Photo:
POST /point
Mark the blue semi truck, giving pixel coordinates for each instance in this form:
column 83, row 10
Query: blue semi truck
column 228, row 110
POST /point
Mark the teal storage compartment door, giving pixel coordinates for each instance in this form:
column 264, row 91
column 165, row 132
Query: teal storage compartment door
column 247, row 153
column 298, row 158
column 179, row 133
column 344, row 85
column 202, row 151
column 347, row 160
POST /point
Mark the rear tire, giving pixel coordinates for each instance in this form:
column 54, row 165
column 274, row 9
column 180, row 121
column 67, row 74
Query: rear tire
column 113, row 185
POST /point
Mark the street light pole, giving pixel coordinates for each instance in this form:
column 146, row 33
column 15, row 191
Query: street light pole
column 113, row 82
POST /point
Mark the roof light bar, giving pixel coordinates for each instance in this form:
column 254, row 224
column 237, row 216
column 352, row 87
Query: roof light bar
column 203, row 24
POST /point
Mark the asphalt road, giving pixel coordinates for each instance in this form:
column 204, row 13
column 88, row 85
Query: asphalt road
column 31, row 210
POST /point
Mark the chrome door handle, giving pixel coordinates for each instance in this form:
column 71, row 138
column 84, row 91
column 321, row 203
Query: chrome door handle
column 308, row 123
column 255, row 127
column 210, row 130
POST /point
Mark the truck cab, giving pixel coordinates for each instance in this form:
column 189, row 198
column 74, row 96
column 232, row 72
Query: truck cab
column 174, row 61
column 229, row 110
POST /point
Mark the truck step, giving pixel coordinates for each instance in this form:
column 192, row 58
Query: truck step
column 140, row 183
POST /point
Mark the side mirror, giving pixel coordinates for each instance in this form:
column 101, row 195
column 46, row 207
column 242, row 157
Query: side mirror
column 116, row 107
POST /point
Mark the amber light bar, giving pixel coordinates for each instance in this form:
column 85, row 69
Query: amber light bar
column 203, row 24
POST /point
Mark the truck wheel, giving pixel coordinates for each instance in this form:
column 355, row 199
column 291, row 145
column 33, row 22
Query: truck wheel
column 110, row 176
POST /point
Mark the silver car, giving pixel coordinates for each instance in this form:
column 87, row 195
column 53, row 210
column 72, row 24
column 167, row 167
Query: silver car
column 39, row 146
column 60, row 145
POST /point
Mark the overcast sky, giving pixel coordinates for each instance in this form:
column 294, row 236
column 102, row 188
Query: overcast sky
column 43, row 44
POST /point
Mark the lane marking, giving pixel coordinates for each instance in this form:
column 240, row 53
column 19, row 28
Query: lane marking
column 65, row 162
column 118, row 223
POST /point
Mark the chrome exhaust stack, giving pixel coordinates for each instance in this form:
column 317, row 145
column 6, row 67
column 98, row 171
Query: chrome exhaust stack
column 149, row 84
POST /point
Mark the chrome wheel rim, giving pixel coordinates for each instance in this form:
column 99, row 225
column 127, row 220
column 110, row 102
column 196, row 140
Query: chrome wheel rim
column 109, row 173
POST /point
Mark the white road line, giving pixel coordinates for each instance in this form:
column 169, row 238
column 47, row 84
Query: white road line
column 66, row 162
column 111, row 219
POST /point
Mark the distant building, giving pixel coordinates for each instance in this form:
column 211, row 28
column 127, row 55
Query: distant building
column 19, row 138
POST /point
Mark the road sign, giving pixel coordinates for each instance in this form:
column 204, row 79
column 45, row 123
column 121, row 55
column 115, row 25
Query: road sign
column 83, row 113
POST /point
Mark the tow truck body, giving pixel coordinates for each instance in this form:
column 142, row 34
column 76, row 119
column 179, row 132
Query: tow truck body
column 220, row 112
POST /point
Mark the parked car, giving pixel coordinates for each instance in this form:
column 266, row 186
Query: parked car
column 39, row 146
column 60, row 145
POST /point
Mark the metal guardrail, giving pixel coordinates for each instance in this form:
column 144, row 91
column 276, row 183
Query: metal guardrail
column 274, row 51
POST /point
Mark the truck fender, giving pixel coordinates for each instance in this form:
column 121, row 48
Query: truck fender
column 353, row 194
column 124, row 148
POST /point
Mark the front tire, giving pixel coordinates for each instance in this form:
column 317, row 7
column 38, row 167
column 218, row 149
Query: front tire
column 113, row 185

□ □ □ □ □ □ □

Zoek in de bovenstaande lijst elke regel op waarin de tekenreeks "side" voorkomt, en neem die regels letterlijk over. Het onderscheid tussen hoofdletters en kleine letters telt mee.

Mark the side mirror, giving pixel coordinates for each instance in this form:
Query: side mirror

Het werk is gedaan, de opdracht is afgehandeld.